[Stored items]
-----

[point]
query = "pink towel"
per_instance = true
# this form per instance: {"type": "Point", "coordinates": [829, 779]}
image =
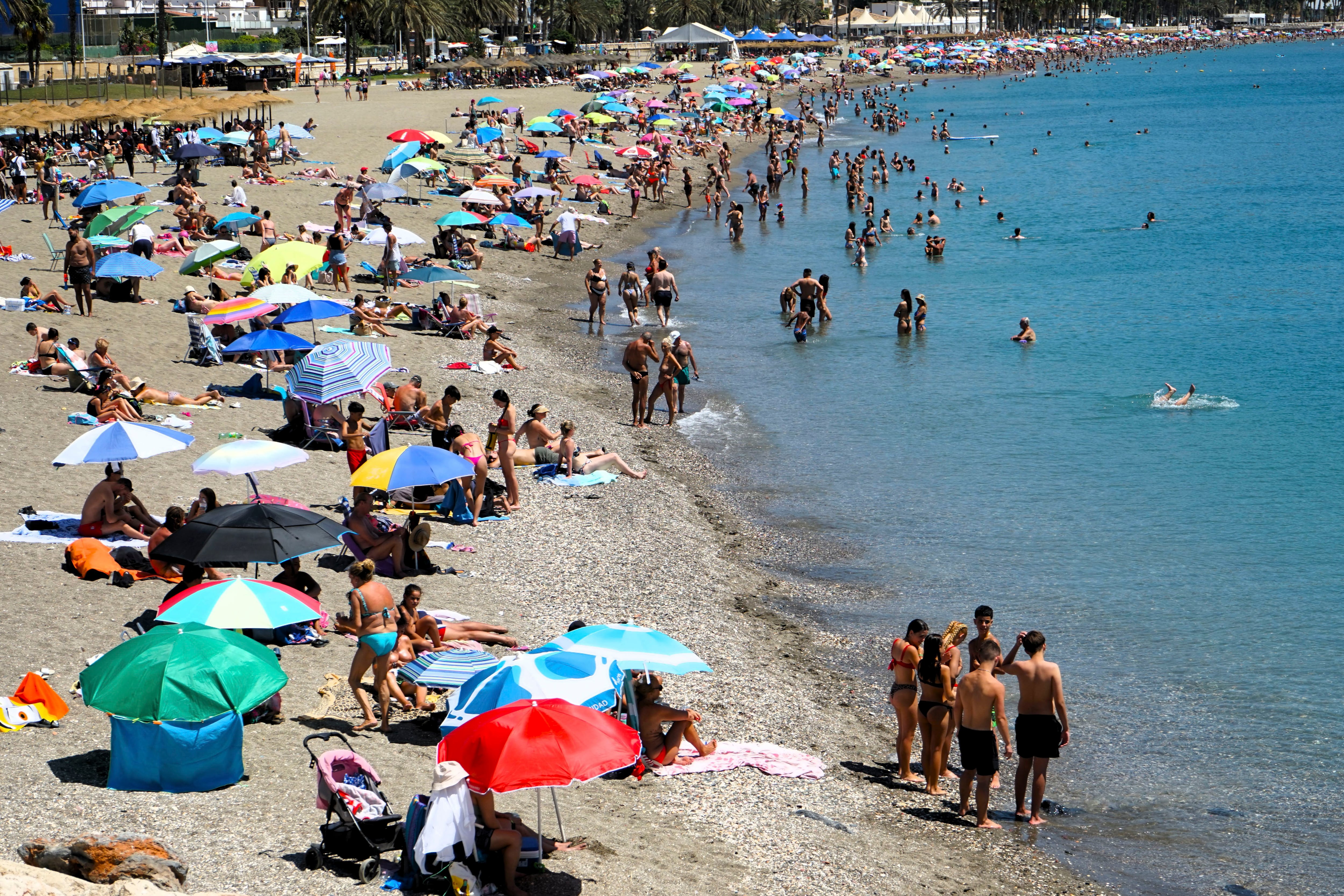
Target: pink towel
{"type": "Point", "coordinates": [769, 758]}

-----

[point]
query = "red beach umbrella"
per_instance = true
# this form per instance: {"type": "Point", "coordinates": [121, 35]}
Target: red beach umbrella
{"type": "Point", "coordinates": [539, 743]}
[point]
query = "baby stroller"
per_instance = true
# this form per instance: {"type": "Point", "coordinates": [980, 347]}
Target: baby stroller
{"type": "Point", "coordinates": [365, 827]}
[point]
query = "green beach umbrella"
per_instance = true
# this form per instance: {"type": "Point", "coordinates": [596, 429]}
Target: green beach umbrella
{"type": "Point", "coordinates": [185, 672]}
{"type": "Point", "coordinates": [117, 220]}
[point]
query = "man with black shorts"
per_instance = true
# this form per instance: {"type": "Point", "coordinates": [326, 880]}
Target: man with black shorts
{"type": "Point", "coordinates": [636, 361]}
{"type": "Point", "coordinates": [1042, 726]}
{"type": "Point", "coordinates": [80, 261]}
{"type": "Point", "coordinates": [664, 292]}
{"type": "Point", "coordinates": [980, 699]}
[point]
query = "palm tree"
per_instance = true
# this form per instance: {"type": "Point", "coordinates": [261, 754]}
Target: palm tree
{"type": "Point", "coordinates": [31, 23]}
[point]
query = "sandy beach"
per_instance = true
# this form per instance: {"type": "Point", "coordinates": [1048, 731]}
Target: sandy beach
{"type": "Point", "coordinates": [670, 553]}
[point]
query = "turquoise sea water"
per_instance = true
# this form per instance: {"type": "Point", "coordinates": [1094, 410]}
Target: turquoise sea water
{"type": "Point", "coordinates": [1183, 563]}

-----

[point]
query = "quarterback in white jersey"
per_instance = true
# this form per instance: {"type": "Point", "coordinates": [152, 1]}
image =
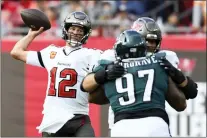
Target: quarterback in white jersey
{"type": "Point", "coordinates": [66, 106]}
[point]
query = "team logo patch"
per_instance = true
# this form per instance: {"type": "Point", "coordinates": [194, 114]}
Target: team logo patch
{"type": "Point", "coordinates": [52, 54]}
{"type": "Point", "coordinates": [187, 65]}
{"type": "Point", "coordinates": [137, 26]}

-----

▶ _Task to carry out_
Collect the lines of the data that carry the word "query".

▶ _Answer area_
query = "pink towel"
query = "red beach umbrella"
query = "baby stroller"
query = "green beach umbrella"
query = "man with black shorts"
query = "palm tree"
query = "sandy beach"
query = "turquoise sea water"
query = "quarterback in white jersey"
query = "team logo patch"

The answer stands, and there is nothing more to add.